_Texto fornecido_
________

Data center do TikTok em terra habitada por indígenas gera protestos e alerta de falta d'água no CE

O anúncio da instalação de um data center do TikTok no Complexo Industrial e Portuário do Pecém, no Ceará, desencadeou uma onda de mobilizações populares e denúncias por parte de moradores e comunidades indígenas da região. A informação foi publicada em reportagem especial do The Intercept Brasil nesta quarta-feira (17).

O projeto, liderado pela empresa Casa dos Ventos, prevê o consumo diário de 30 mil litros de água e despertou o receio de que a infraestrutura acirre ainda mais a histórica desigualdade no acesso à água em Caucaia e São Gonçalo do Amarante.
"Desde que eu nasci aqui, nós sofremos por água", conta Jordana Nunes, moradora da comunidade do Feijão, em Caucaia, entrevistada pelo Intercept.
A 25 quilômetros do local previsto para o empreendimento, Nunes resume a indignação com uma frase que ganhou as ruas em placas espalhadas pela região: "Água para o povo, não para data centers".

O modelo adotado pelo governo cearense para atrair investimentos – com promessas de segurança hídrica às empresas – se contrapõe à realidade de centenas de famílias que dependem de caminhões-pipa ou programas sociais para ter acesso à água.

________

Registros de anotação de pontos
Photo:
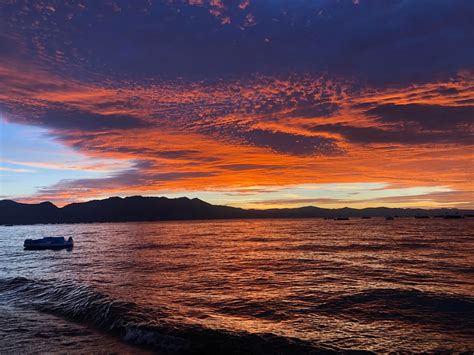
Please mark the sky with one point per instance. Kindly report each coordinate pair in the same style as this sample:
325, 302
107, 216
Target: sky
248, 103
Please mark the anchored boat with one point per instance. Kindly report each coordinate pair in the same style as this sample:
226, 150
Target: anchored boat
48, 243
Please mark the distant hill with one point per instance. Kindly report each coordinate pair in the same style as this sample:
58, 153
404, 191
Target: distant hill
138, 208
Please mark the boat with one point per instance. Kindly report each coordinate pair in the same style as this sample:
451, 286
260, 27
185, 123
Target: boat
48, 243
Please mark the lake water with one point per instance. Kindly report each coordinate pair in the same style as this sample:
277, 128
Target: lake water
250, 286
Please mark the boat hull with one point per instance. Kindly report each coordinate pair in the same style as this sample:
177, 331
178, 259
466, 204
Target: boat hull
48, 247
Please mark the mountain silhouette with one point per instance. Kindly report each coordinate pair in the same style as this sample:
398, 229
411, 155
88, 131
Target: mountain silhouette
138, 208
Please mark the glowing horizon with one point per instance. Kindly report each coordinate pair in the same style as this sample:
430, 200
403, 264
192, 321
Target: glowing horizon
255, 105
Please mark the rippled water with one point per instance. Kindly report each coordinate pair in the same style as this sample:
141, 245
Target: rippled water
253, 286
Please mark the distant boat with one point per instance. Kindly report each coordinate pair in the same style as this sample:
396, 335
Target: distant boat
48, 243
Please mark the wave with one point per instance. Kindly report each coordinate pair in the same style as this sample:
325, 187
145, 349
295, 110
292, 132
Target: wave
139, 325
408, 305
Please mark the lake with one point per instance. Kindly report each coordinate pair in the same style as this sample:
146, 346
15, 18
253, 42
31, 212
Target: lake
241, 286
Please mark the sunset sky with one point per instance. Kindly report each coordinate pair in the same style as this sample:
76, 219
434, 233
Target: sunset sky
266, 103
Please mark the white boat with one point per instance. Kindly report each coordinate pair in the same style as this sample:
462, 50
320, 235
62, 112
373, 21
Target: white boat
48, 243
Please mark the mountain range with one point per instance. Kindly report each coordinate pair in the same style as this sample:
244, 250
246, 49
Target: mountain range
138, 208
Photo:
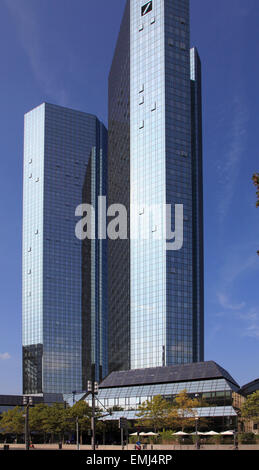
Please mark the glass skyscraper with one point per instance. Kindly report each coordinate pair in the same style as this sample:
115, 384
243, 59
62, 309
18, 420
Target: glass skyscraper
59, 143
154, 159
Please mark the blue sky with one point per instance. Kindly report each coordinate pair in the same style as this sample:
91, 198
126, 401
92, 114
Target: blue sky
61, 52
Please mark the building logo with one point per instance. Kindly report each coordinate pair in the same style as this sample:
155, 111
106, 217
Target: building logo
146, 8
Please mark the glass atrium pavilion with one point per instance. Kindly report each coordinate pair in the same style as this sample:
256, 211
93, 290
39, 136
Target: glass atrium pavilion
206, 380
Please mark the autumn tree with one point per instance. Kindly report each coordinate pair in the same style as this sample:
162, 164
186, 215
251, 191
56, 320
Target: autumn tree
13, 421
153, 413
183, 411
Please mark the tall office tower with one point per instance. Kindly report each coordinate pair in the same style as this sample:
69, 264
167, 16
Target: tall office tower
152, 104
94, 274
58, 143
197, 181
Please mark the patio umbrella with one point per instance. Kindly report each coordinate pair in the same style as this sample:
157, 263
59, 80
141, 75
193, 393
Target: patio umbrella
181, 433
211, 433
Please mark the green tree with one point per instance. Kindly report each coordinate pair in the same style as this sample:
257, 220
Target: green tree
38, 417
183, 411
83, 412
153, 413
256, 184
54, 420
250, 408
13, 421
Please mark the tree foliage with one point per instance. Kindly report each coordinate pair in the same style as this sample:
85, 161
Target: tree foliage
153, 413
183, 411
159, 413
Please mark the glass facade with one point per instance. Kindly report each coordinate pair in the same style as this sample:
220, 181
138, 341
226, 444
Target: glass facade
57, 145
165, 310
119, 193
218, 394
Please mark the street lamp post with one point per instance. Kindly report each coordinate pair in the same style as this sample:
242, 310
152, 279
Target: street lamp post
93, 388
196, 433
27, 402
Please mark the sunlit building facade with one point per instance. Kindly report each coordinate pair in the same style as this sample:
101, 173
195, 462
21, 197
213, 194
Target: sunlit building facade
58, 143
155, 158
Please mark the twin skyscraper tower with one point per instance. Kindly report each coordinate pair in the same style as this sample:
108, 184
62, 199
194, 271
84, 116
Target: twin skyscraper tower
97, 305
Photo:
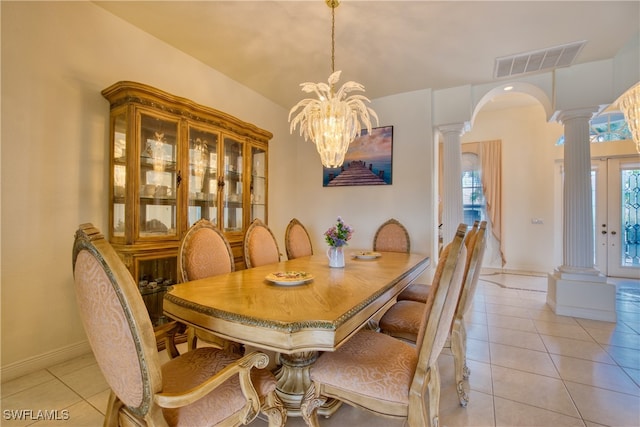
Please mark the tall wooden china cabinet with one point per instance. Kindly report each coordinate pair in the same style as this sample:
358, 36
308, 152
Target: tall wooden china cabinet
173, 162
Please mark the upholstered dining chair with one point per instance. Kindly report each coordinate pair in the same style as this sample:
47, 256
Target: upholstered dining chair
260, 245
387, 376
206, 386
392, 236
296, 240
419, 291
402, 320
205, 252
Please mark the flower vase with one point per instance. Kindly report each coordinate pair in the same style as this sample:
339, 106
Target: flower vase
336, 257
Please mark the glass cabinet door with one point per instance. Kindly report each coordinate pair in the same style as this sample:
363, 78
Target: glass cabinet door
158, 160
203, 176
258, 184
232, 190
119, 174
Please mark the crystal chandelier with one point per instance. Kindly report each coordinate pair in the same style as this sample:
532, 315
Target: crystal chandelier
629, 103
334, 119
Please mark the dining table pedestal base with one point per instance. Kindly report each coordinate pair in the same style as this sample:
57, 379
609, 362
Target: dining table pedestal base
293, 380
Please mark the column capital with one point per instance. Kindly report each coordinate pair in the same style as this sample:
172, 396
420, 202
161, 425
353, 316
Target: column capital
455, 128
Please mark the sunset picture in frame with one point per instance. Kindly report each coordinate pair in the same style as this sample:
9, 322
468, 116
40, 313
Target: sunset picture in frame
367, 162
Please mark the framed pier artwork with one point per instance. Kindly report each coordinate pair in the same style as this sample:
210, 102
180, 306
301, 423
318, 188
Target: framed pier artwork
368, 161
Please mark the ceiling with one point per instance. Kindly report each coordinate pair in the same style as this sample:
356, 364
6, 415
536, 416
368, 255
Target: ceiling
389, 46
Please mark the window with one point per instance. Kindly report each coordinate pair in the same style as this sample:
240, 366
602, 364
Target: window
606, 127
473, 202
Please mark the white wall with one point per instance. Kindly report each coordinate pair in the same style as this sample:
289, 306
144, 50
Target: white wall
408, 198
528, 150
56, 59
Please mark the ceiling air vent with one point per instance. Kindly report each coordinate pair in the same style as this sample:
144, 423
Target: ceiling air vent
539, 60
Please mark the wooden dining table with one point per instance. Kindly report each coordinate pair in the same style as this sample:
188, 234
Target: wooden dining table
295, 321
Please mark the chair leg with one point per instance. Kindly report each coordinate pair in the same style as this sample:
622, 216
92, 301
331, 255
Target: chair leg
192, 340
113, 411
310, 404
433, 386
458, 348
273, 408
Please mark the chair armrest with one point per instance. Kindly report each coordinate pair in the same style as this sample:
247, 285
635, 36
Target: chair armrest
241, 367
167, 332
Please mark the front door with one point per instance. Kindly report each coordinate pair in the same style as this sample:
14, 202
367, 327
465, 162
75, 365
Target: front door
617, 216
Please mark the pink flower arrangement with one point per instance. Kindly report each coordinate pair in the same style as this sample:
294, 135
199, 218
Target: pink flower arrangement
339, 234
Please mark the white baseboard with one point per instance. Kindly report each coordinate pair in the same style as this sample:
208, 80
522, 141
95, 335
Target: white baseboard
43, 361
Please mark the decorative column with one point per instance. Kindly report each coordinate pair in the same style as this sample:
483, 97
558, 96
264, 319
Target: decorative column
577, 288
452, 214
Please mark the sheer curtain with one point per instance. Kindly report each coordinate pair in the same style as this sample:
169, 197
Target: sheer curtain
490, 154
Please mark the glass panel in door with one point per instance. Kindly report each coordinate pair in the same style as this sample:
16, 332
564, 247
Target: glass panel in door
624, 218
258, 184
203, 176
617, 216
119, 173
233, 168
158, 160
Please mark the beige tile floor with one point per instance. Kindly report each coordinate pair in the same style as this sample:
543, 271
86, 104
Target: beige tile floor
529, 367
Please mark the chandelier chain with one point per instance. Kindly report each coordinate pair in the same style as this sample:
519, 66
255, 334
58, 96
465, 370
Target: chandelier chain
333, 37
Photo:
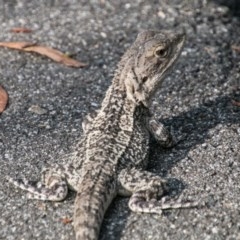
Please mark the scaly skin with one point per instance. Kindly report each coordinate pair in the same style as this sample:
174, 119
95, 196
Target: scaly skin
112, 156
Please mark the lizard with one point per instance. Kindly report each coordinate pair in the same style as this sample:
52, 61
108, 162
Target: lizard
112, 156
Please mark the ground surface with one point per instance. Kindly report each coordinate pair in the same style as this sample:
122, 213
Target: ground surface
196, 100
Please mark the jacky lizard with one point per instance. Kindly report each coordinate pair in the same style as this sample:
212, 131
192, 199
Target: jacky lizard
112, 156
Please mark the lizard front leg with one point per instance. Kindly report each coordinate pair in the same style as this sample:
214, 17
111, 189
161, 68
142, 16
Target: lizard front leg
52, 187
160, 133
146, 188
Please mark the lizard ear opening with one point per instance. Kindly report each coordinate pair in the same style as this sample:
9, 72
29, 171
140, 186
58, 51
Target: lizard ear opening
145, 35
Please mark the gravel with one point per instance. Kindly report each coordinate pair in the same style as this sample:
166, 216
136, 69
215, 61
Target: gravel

________

_Trabalho a fazer_
1 > Segundo a reportagem sobre o data center do TikTok, quantos litros de água o projeto prevê consumir por dia?
2 > Reescreva o trecho da reportagem sobre o data center do TikTok que vai de "O projeto, liderado" até "entrevistada pelo Intercept.", trocando "moradora" por "residente".
3 > Dê continuidade à reportagem sobre o data center do TikTok a partir do ponto em que ela termina.
As entradas não têm papel algum nesta atividade.

_Resultados por tarefa_
1 > 30 mil litros de água por dia.

2 >
O projeto, liderado pela empresa Casa dos Ventos, prevê o consumo diário de 30 mil litros de água e despertou o receio de que a infraestrutura acirre ainda mais a histórica desigualdade no acesso à água em Caucaia e São Gonçalo do Amarante.
"Desde que eu nasci aqui, nós sofremos por água", conta Jordana Nunes, residente da comunidade do Feijão, em Caucaia, entrevistada pelo Intercept.

3 >
"Os pobres vão ficar sem água, a zona rural vai ficar sem água e eles [data center] vão consumir bastante. Maravilha, bom demais", ironiza Nunes.
A falta d’água é uma constante na região. De acordo com o Atlas Digital de Desastres no Brasil, Caucaia enfrentou situação de emergência por estiagem ou seca em 16 dos últimos 21 anos.
Lideranças indígenas Anacé, moradores e movimentos sociais já levaram o caso ao Ministério Público Federal, ao Ministério Público do Ceará e também enviaram cartas a autoridades estaduais e federais, como o presidente Luiz Inácio Lula da Silva e o governador Elmano Freitas.
O projeto do data center, que terá o tamanho de 20 campos de futebol, será instalado a apenas dois quilômetros do Lagamar do Cauípe, a maior reserva hídrica do estado e território tradicionalmente ocupado pelos Anacé.
"Se é tão pouca água que eles vão usar, por que não coloca [o data center] lá distante? Por que na beirada do rio? Por que em cima do 'território indígena'?", questiona Roberto Anacé, cacique do povo Anacé da Terra Tradicional, em entrevista ao veículo.
A promessa de que a água será reutilizada em circuito fechado e retirada por meio de poços artesianos não convence os moradores, que exigem transparência.
Uma das preocupações centrais está no fato de o projeto ter recebido licenciamento ambiental simplificado, sem um Estudo de Impacto Ambiental (EIA/RIMA).

"Dezenas de indústrias foram licenciadas como se fossem a única naquele território e de maneira injusta, com a invisibilização das populações do campo indígenas e com um processo de invisibilização programático", explica Jeovah Meireles, professor da Universidade Federal do Ceará.
O Intercept revelou que o empreendimento pode consumir, em sua fase inicial, energia equivalente ao uso de 2,2 milhões de brasileiros. Se fosse uma cidade, seria a sétima maior consumidora de energia do país.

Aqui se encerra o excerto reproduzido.